▶ Task details:
Your task is to filter the entries and copy every line containing the string "Query".

Dataset entries
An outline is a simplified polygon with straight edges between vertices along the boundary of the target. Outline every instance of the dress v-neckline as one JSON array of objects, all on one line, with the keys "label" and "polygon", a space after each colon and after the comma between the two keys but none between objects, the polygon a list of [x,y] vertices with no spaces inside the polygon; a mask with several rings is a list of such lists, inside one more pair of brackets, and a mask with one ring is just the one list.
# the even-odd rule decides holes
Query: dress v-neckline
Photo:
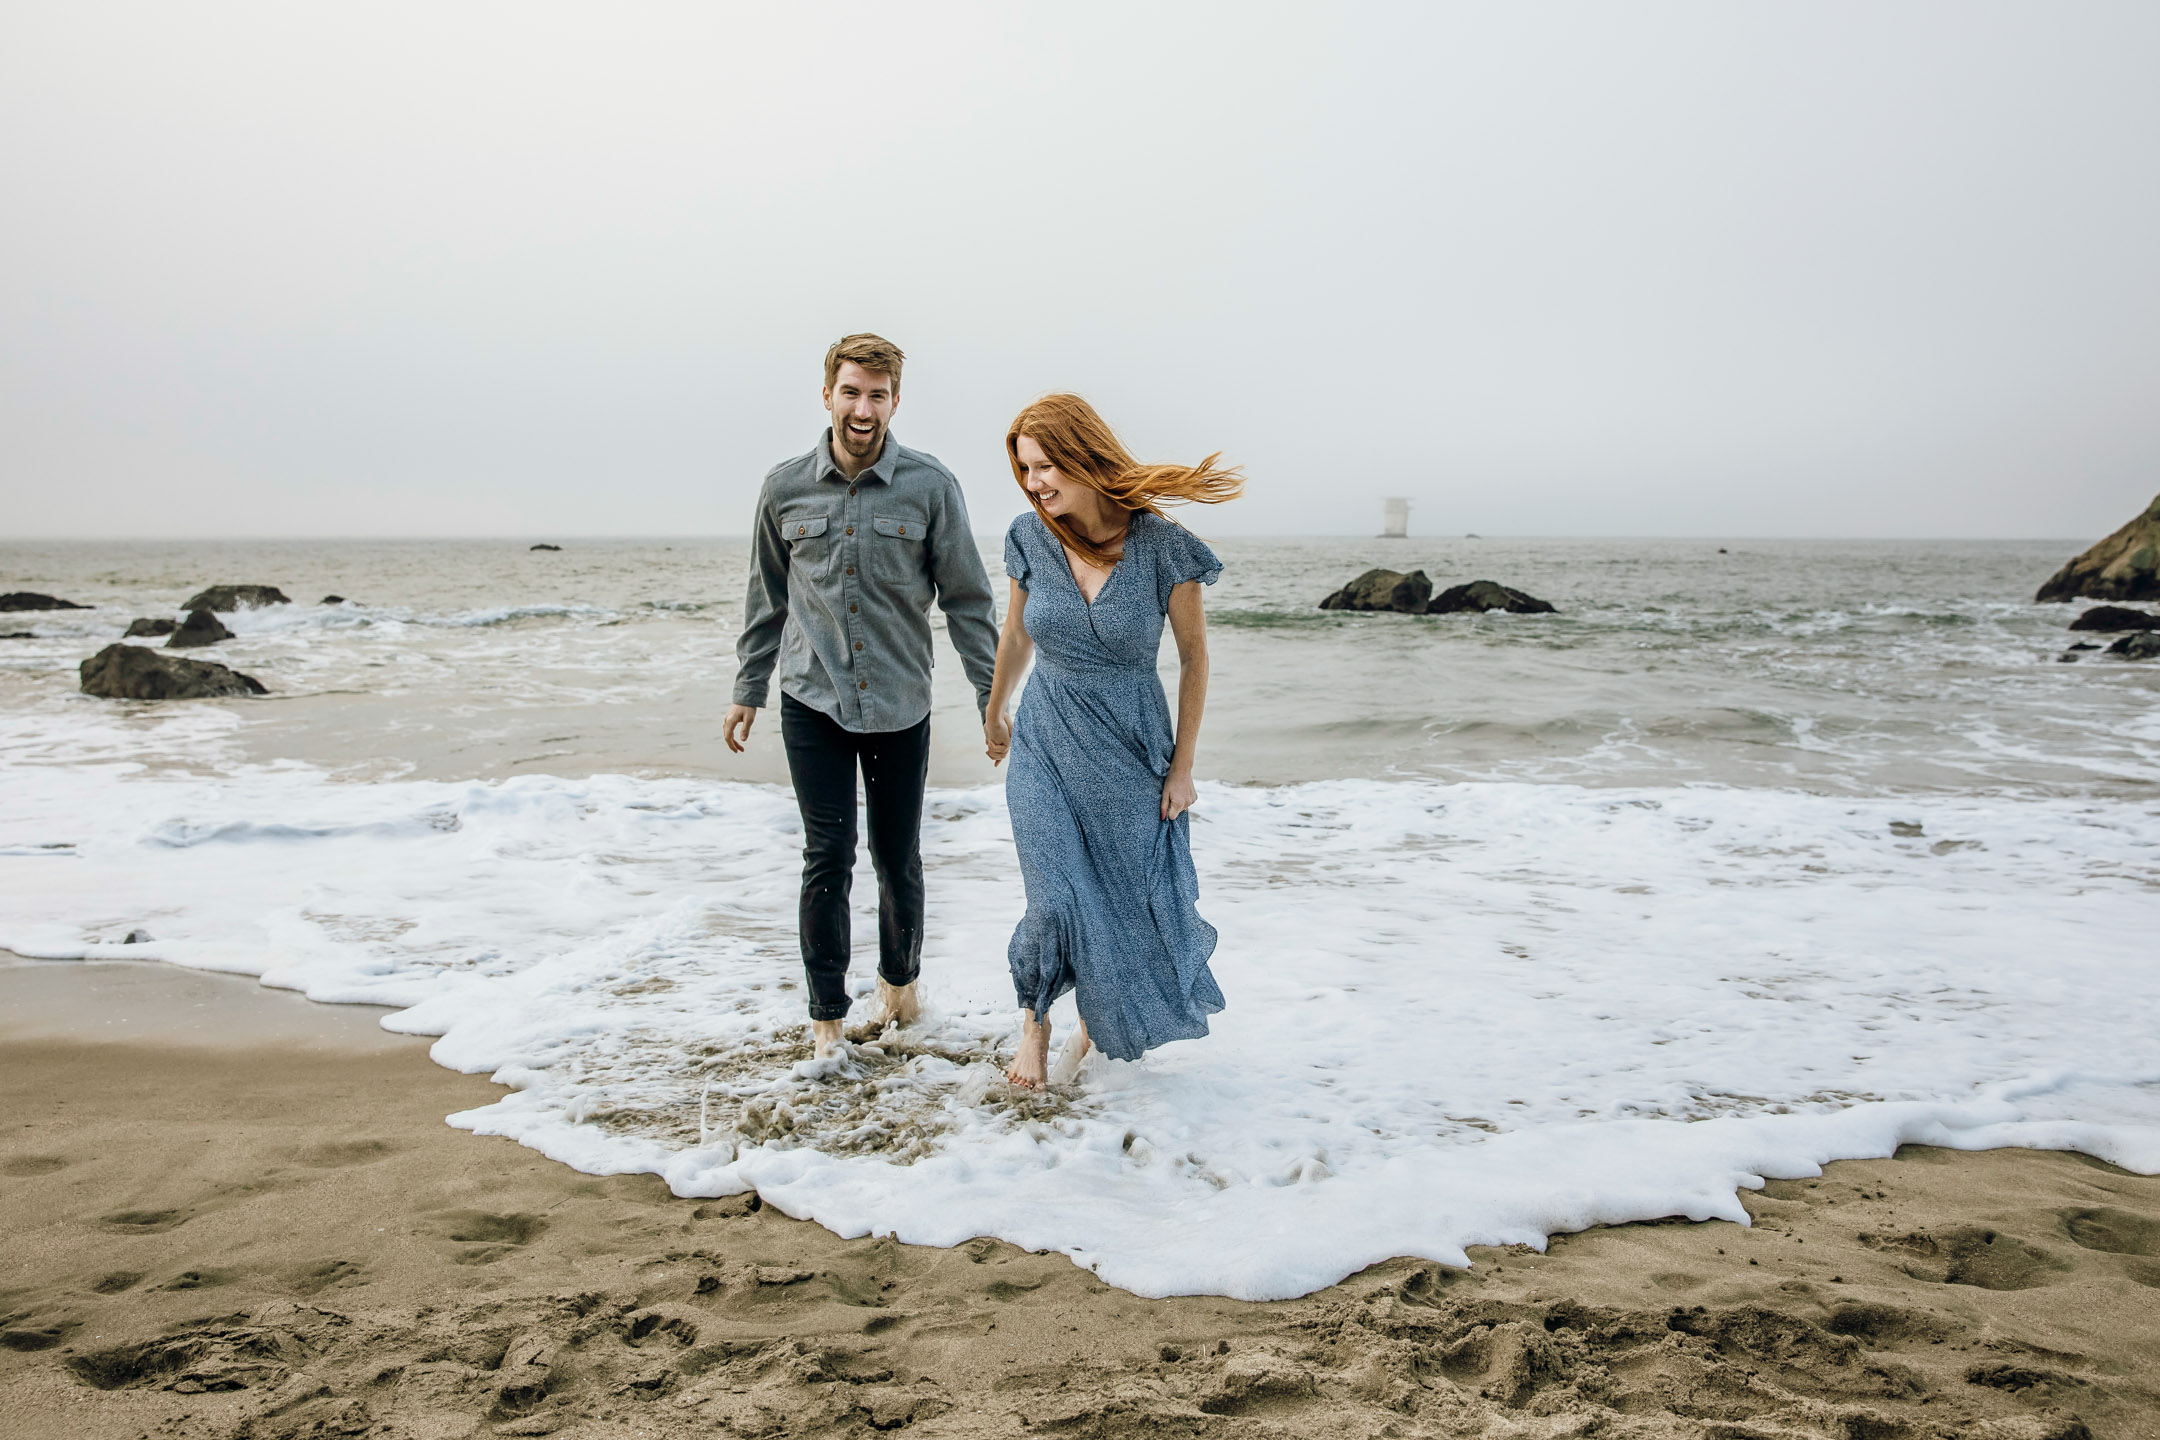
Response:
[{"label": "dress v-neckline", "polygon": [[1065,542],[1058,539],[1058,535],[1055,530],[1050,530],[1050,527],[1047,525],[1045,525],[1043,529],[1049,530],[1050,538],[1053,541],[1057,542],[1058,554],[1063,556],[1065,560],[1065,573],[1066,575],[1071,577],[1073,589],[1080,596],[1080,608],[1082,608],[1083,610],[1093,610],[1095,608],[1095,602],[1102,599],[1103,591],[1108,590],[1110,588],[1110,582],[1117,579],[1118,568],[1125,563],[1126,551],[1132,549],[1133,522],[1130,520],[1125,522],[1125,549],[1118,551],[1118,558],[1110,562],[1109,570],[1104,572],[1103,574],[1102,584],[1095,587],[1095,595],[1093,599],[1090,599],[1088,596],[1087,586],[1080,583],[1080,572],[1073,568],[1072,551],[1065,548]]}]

==

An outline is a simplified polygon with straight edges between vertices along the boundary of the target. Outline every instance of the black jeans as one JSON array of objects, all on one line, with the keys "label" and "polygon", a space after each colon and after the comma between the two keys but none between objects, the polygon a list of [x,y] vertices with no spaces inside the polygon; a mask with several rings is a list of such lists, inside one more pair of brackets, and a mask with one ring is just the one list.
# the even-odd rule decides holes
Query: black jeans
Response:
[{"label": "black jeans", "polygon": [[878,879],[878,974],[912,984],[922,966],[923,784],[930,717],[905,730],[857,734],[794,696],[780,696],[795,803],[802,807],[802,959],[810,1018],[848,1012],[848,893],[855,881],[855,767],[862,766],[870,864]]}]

▶ Solution to this task:
Query: dress v-neckline
Query: black jeans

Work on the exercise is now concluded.